▶ **Exercise**
Can the data below be set down again exactly, line for line?

▶ **Excerpts of pointing data**
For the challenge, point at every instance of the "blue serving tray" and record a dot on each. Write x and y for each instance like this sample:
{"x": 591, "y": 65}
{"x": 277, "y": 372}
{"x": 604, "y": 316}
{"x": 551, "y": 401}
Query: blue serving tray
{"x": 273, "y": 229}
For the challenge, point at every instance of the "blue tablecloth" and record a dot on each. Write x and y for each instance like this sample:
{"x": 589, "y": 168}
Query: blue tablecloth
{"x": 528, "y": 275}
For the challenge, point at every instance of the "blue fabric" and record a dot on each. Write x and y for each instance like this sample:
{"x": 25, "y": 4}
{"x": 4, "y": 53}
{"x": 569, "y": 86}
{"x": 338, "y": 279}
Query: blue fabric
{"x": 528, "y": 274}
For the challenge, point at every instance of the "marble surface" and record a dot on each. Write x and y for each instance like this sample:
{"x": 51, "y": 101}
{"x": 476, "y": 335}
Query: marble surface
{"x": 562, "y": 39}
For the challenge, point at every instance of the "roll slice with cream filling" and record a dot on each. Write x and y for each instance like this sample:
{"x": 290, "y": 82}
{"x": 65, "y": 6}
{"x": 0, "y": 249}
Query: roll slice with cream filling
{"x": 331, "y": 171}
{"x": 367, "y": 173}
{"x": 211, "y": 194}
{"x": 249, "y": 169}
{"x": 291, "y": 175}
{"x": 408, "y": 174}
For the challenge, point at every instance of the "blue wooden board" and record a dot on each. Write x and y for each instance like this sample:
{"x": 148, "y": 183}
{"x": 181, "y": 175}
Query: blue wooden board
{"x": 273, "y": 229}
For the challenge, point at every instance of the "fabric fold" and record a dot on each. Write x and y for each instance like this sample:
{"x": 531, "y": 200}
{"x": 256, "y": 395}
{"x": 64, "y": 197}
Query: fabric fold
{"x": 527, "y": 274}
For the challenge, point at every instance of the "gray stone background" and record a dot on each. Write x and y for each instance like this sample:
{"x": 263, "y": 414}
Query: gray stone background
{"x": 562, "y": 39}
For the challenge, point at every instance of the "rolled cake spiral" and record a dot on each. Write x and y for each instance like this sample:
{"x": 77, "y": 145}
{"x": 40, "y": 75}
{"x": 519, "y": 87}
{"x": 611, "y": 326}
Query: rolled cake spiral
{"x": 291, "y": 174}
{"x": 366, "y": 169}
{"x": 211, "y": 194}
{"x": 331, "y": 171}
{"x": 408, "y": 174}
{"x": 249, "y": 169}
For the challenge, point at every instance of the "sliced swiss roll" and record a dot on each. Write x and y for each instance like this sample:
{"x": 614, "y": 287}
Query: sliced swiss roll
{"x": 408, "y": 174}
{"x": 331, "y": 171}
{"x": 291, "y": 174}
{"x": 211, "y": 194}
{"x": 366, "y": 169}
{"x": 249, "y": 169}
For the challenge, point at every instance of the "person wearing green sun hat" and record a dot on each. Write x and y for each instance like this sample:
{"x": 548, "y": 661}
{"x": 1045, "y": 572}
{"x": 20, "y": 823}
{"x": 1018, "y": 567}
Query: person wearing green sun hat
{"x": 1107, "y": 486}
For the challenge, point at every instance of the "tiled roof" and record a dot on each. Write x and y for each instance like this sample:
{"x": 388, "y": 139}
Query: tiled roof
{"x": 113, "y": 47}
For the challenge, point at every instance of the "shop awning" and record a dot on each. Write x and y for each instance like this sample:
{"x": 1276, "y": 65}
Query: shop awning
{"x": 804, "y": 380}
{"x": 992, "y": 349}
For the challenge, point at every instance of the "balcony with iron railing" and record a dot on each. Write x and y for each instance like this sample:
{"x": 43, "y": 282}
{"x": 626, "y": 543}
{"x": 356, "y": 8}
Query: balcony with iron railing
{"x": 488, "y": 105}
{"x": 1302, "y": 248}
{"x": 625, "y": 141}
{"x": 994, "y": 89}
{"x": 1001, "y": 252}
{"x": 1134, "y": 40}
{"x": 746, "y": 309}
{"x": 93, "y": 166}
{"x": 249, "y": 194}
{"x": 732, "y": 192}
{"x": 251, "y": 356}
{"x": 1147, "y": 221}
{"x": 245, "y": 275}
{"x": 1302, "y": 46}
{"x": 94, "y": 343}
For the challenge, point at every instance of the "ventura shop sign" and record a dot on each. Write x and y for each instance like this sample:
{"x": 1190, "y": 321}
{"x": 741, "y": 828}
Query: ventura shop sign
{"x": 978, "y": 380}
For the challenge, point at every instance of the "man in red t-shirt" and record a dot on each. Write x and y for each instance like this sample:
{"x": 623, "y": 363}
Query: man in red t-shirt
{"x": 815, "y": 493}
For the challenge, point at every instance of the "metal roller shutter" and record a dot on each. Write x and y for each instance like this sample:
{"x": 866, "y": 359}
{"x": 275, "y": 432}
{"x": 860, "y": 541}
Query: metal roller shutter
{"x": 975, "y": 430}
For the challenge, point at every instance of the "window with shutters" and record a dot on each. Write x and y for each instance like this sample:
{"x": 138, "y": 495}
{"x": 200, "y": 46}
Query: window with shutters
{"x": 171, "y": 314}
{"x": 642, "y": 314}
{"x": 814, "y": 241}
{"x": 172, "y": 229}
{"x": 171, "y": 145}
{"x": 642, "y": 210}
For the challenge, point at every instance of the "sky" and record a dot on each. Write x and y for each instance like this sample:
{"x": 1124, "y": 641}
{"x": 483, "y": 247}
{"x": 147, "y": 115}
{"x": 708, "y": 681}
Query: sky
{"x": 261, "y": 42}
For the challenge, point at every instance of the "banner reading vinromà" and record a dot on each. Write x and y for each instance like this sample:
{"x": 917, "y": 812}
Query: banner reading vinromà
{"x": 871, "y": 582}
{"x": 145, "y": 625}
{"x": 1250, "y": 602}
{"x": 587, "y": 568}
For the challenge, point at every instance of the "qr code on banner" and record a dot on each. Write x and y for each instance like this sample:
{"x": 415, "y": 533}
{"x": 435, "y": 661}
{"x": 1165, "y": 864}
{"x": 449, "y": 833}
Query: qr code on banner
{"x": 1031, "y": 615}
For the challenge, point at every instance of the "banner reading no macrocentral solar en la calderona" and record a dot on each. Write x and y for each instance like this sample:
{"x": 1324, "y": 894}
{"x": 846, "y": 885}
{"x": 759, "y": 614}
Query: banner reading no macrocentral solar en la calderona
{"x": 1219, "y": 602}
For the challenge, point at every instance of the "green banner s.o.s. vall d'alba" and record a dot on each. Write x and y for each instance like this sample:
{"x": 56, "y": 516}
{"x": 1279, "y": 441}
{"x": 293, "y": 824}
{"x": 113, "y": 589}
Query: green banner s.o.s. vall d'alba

▶ **Solution to this task**
For the challenge, point at every instance of the "blue serving tray" and record a dot on each. Write x and y for each instance like this sample:
{"x": 591, "y": 65}
{"x": 277, "y": 372}
{"x": 604, "y": 316}
{"x": 551, "y": 401}
Query: blue serving tray
{"x": 273, "y": 229}
For the challenge, point at every instance of the "blue tablecloth" and record a dot on each. Write x and y for each instance like this sample:
{"x": 589, "y": 168}
Query: blue tablecloth
{"x": 528, "y": 275}
For the challenge, point at every instance of the "blue fabric" and record a dot on each. Write x and y for each instance like this sample:
{"x": 25, "y": 4}
{"x": 4, "y": 53}
{"x": 569, "y": 86}
{"x": 338, "y": 279}
Query: blue fabric
{"x": 528, "y": 274}
For the challenge, point at every instance of the "marble surface" and record a dot on each. Write x and y for each instance like this sample:
{"x": 51, "y": 101}
{"x": 476, "y": 335}
Query: marble surface
{"x": 562, "y": 39}
For the challenge, point at every instance of the "roll slice with cream filling" and record a dot on each. Write x and y for each instance like this sample:
{"x": 290, "y": 82}
{"x": 65, "y": 6}
{"x": 0, "y": 249}
Query: roll slice with cream filling
{"x": 331, "y": 171}
{"x": 367, "y": 173}
{"x": 211, "y": 194}
{"x": 249, "y": 169}
{"x": 291, "y": 175}
{"x": 408, "y": 174}
For the challenge, point at every instance of the "blue wooden board" and record a dot on each. Write x and y for each instance like this sample:
{"x": 148, "y": 183}
{"x": 181, "y": 175}
Query: blue wooden board
{"x": 273, "y": 229}
For the challenge, point at every instance of the "fabric fold" and record a dot on each. Write x and y for each instance like this sample:
{"x": 531, "y": 200}
{"x": 256, "y": 395}
{"x": 64, "y": 197}
Query: fabric fold
{"x": 527, "y": 274}
For the challenge, point at every instance of the "gray stone background" and record a dot on each. Write x and y for each instance like this sample:
{"x": 263, "y": 414}
Query: gray stone background
{"x": 562, "y": 39}
For the challenge, point at every instance of the "rolled cake spiral" and record a dot on each. Write x and y for each instance like this sample:
{"x": 77, "y": 145}
{"x": 40, "y": 75}
{"x": 519, "y": 87}
{"x": 611, "y": 326}
Query: rolled cake spiral
{"x": 291, "y": 174}
{"x": 366, "y": 169}
{"x": 211, "y": 194}
{"x": 331, "y": 171}
{"x": 408, "y": 174}
{"x": 249, "y": 169}
For the challenge, point at every instance of the "sliced swiss roll" and record a dot on each. Write x and y for each instance like this sample:
{"x": 614, "y": 287}
Query: sliced swiss roll
{"x": 408, "y": 174}
{"x": 331, "y": 171}
{"x": 291, "y": 174}
{"x": 211, "y": 194}
{"x": 366, "y": 169}
{"x": 249, "y": 169}
For the challenge, point at every instance of the "person wearing green sun hat" and record a dot on each. Write x and y for each instance like this sample:
{"x": 548, "y": 661}
{"x": 1045, "y": 572}
{"x": 20, "y": 823}
{"x": 1018, "y": 567}
Query: person wearing green sun hat
{"x": 1107, "y": 486}
For the challenge, point at every instance of the "tiled roof" and record a dot on each. Write x and y for each instance like this sample:
{"x": 388, "y": 139}
Query: tiled roof
{"x": 113, "y": 47}
For the challenge, point at every instance of the "shop awning" and record a dot on each. Write x and y for each instance like this sample:
{"x": 1276, "y": 65}
Query: shop awning
{"x": 804, "y": 380}
{"x": 992, "y": 349}
For the challenge, point at every instance of the "balcony with iron railing" and record a dot on each. Write x and y for each instance like this sample:
{"x": 43, "y": 282}
{"x": 626, "y": 543}
{"x": 356, "y": 8}
Query: balcony with iron railing
{"x": 488, "y": 105}
{"x": 1302, "y": 248}
{"x": 625, "y": 141}
{"x": 994, "y": 89}
{"x": 1001, "y": 252}
{"x": 1134, "y": 40}
{"x": 746, "y": 309}
{"x": 93, "y": 166}
{"x": 249, "y": 194}
{"x": 732, "y": 192}
{"x": 251, "y": 356}
{"x": 1147, "y": 221}
{"x": 245, "y": 275}
{"x": 1302, "y": 46}
{"x": 94, "y": 343}
For the challenge, point at every instance of the "ventura shop sign" and record a dot on each. Write x and y for each instance like this sample:
{"x": 1190, "y": 321}
{"x": 741, "y": 828}
Query: ventura shop sign
{"x": 978, "y": 380}
For the challenge, point at every instance of the "man in red t-shirt" and record a dot on each. Write x and y for each instance like this sample:
{"x": 623, "y": 363}
Query: man in red t-shirt
{"x": 815, "y": 493}
For the challenge, point at every instance of the "metal roller shutter" and record a dot on each. Write x and y for each instance like this sample:
{"x": 866, "y": 359}
{"x": 275, "y": 432}
{"x": 860, "y": 541}
Query: metal roller shutter
{"x": 975, "y": 430}
For the challenge, point at every instance of the "window with shutters" and record a dot on each. Write x and y for each instance like this sample:
{"x": 138, "y": 495}
{"x": 200, "y": 46}
Query: window with shutters
{"x": 171, "y": 314}
{"x": 642, "y": 314}
{"x": 814, "y": 241}
{"x": 172, "y": 229}
{"x": 171, "y": 145}
{"x": 642, "y": 210}
For the challenge, point at every instance of the "sky" and record a dot on each. Write x and y for each instance like this sample:
{"x": 1124, "y": 641}
{"x": 483, "y": 247}
{"x": 147, "y": 115}
{"x": 708, "y": 681}
Query: sky
{"x": 261, "y": 42}
For the challenge, point at every instance of the "banner reading vinromà" and record a dot on each. Write x and y for each instance like this sample:
{"x": 917, "y": 812}
Query: banner reading vinromà
{"x": 871, "y": 582}
{"x": 145, "y": 625}
{"x": 1250, "y": 602}
{"x": 587, "y": 568}
For the challenge, point at every instance of the "qr code on banner" and record a dot on each. Write x and y for each instance like this sample:
{"x": 415, "y": 533}
{"x": 435, "y": 661}
{"x": 1165, "y": 864}
{"x": 449, "y": 833}
Query: qr code on banner
{"x": 1031, "y": 615}
For the challenge, point at every instance of the "banner reading no macrocentral solar en la calderona" and record a dot on each. Write x and y for each instance like this sample:
{"x": 1324, "y": 894}
{"x": 846, "y": 885}
{"x": 759, "y": 614}
Query: banner reading no macrocentral solar en la calderona
{"x": 1219, "y": 602}
For the challenge, point at every instance of the "green banner s.o.s. vall d'alba" and record a dot on each. Write x and y for each instance like this sample:
{"x": 56, "y": 516}
{"x": 1279, "y": 441}
{"x": 293, "y": 824}
{"x": 113, "y": 589}
Query: green banner s.o.s. vall d'alba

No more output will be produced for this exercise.